**EXTRACTED ENTRIES**

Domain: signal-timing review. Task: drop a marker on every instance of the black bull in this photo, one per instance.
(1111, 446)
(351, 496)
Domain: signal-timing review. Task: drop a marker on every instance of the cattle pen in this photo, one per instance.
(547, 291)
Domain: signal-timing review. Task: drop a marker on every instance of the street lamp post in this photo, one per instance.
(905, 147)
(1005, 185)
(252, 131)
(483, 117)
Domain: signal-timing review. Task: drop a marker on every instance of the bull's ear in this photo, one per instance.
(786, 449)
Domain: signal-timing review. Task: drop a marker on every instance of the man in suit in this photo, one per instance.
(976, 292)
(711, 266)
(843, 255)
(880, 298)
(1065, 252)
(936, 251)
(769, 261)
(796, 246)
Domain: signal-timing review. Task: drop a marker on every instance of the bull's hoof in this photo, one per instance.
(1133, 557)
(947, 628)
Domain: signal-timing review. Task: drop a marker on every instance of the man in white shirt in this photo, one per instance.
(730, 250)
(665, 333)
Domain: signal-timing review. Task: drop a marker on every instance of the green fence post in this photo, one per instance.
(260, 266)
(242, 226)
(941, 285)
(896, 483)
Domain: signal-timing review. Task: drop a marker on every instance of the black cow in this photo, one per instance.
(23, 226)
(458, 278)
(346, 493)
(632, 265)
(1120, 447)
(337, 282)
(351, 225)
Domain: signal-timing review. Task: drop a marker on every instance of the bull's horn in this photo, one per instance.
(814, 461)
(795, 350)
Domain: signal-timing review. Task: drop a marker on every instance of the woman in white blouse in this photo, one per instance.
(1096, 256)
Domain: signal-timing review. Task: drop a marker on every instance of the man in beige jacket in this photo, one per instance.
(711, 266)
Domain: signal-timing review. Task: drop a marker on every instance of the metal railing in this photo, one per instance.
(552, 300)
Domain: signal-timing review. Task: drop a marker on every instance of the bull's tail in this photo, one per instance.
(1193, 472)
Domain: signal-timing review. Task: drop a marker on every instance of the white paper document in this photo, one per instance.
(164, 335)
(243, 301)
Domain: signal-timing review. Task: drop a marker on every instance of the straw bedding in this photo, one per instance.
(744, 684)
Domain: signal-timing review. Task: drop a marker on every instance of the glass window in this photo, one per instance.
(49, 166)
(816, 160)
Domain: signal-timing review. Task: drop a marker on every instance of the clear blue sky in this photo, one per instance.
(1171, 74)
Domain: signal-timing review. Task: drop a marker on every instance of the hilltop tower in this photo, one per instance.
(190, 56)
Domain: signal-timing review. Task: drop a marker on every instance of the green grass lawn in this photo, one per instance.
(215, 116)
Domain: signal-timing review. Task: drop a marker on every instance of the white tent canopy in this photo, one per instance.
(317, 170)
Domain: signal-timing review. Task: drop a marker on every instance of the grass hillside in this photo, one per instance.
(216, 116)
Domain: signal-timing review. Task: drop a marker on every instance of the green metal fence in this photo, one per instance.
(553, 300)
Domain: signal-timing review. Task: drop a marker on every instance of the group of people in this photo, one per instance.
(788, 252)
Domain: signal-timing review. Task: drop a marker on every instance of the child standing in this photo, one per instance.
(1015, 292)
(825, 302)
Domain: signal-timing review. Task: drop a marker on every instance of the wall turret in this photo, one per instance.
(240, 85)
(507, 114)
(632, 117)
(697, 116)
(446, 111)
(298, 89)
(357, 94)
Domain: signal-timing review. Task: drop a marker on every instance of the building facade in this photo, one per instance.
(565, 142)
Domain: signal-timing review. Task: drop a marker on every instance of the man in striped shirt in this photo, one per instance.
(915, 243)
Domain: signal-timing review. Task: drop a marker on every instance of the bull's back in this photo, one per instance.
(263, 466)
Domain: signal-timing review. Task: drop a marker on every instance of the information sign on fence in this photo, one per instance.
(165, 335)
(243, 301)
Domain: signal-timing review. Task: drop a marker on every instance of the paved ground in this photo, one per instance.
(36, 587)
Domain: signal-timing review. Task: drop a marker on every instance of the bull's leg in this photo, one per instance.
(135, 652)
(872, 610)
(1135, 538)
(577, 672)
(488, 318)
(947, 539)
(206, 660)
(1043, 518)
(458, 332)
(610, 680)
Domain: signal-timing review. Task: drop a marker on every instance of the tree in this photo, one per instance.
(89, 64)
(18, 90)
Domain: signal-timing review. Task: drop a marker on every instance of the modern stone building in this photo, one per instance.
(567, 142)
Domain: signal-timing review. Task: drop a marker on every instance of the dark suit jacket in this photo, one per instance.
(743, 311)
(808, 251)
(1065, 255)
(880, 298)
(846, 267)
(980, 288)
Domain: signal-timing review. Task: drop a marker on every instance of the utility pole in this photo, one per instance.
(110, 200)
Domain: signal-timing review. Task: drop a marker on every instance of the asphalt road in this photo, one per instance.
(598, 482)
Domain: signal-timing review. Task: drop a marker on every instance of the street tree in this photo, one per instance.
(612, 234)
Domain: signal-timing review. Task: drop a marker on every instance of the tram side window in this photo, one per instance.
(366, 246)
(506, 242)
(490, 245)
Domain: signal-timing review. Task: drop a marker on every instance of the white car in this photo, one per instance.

**DIRECTIONS**
Please transcribe the material above in full, keeping every character intact.

**EXERCISE ANSWER**
Domain: signal-timing review. Task: drop a marker on every instance of the black bull in this photo, one per instance.
(1111, 446)
(351, 496)
Domain: signal-timing review. Task: drop a marker on every instance of the cattle pen in this photo, one per instance.
(547, 291)
Domain: signal-timing review. Task: drop a marker on every instance of the street lamp post in this photo, one per instance.
(905, 147)
(1005, 185)
(252, 131)
(483, 117)
Domain: signal-timing review. Task: drop a marker on every instance of the bull's ear in this photo, one per instance.
(786, 449)
Domain: signal-timing review. Task: drop a marker on every instance of the man in suit in this photo, one per instance.
(976, 292)
(711, 266)
(843, 255)
(880, 298)
(1065, 252)
(936, 251)
(769, 261)
(796, 246)
Domain: signal-timing review. Task: drop a marker on every instance of the bull's hoof in this photo, one per instance.
(1133, 557)
(947, 628)
Domain: signal-timing review. Task: drop a marker on every instance of the man in white shirt in this photo, one per instance.
(730, 250)
(665, 333)
Domain: signal-timing review. Task: drop a marker on every instance of the green fence post in this photo, one per instance.
(260, 266)
(242, 226)
(941, 285)
(896, 483)
Domain: signal-timing review. Task: drop a marker on every instance of the black cow in this photo, one per instance.
(23, 226)
(458, 278)
(346, 493)
(632, 265)
(1120, 447)
(337, 282)
(351, 225)
Domain: signal-timing review. Task: drop a marker on every instance of the bull's horn in this photo, one per instance.
(814, 461)
(795, 350)
Domain: signal-timing review. Task: drop a marker on every instance of the woman in white blouse in this photo, one per instance.
(1096, 256)
Domain: signal-timing review. Task: drop a marker on every instance of the man in beige jacket in this photo, one per instance.
(711, 266)
Domain: signal-timing review. Task: drop a marker on every instance of the metal railing in this photo, one per instance.
(552, 300)
Domain: signal-timing review. Task: drop a marker on every instance of the bull's tail in this photo, one per instance.
(1193, 472)
Domain: signal-timing review. Task: drop a marker on every instance of the white paper document in this photo, one per instance.
(164, 335)
(243, 301)
Domain: signal-timing review. Task: drop a marker on every instance of the straw bedding in this photo, one per instance.
(744, 684)
Domain: signal-timing review. Task: drop a marker on every instance of the glass window in this photo, one per instance.
(49, 166)
(816, 160)
Domain: signal-timing review. Task: drop a marker on every instance of the clear blue sky in this photo, one per instance.
(1171, 74)
Domain: signal-timing review. Task: drop a marker on every instance of the hilltop tower in this photo, one per instance.
(190, 56)
Domain: signal-timing review. Task: drop a marker on every instance of the green grass lawn in this photo, one per instance.
(215, 116)
Domain: signal-timing review. Task: drop a marker on every instance of the white tent canopy in this photo, one per instance.
(317, 170)
Domain: signal-timing review. Task: drop a marker on every instance of the grass hillside in this photo, one per instance.
(216, 116)
Domain: signal-timing review. Task: drop a marker on every instance of the green metal fence in this photo, one per instance.
(553, 300)
Domain: signal-timing review. Task: drop a marker on every instance of the group of people in this photo, one per instance.
(788, 252)
Domain: signal-timing review. Task: drop a marker on every instance of the child standing in this photo, one per instance.
(1015, 292)
(825, 302)
Domain: signal-timing review. Task: drop a marker on every instance of the wall turret in this photo, one per instance.
(240, 85)
(507, 114)
(632, 117)
(697, 116)
(446, 111)
(298, 89)
(357, 94)
Domain: signal-timing review. Task: drop a marker on every instance of the building facade in this photo, one per instance.
(565, 142)
Domain: signal-timing review. Task: drop a marker on every instance of the man in striped shirt in this photo, one per instance.
(915, 243)
Domain: signal-timing review. Task: drop a marker on every instance of the bull's back in this photo, one per instance.
(263, 466)
Domain: signal-timing review. Task: drop a marker on every instance of the information sign on fence in this photo, one per instance.
(165, 335)
(243, 301)
Domain: signal-timing review. Task: drop a marker on every instance of the paved ground in this photo, one per instance.
(36, 587)
Domain: signal-timing review. Task: drop a marker on every instance of the bull's leg in this photo, one per instance.
(135, 652)
(872, 610)
(1135, 538)
(577, 672)
(488, 318)
(947, 539)
(206, 660)
(1043, 518)
(458, 332)
(610, 680)
Domain: signal-timing review. Task: drop a marker on every instance of the tree in this photo, one per instance.
(89, 64)
(18, 90)
Domain: signal-timing review. Task: drop a marker on every instance of the modern stone building in this photo, one per instance.
(567, 142)
Domain: signal-timing review. Task: drop a marker on every instance of the dark suit jacket in this photo, one per instance.
(743, 311)
(808, 251)
(1065, 255)
(880, 298)
(846, 267)
(980, 288)
Domain: signal-timing review. Task: drop a marker on every instance of the utility pole in this photo, one per instance.
(110, 200)
Domain: signal-timing review. Task: drop a marker on every instance of the asphalt road in this photo, one per instance.
(598, 482)
Domain: signal-timing review. Task: drop a marker on every instance of the street tree in this photo, one per instance.
(612, 234)
Domain: signal-timing review. Task: drop a marker on every instance of the tram side window in this photo, one per instance.
(366, 246)
(506, 242)
(490, 245)
Domain: signal-timing review. Task: drop a marker on every instance of the white car in this photo, one per instance.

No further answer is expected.